- **Information shown**
■ ■ ■ ■ ■ ■ ■
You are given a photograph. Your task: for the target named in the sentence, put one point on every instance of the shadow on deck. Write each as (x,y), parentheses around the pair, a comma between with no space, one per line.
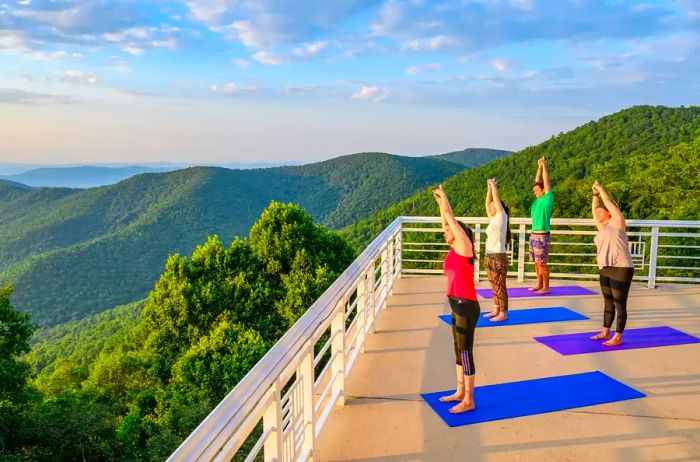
■ ■ ■ ■ ■ ■ ■
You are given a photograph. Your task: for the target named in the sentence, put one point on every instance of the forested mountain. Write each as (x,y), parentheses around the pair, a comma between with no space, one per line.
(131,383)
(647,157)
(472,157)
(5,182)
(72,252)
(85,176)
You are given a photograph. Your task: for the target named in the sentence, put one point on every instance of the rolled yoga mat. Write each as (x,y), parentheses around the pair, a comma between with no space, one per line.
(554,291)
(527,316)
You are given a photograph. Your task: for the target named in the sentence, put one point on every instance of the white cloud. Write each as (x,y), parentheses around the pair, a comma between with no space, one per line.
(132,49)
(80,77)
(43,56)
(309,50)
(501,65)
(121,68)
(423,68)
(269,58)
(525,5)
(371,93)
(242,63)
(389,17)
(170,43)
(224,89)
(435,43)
■ ■ ■ ■ ■ ■ ■
- **Given request**
Please list every line of the records above that contains the word "forested", matching its case exactly.

- **Exercise output**
You are given a photograph. Your task: for the target named in the sentence, put one point on every instance of the forested mountain. Write each as (x,y), parentheses around the pair, a comma between with no space, one per line.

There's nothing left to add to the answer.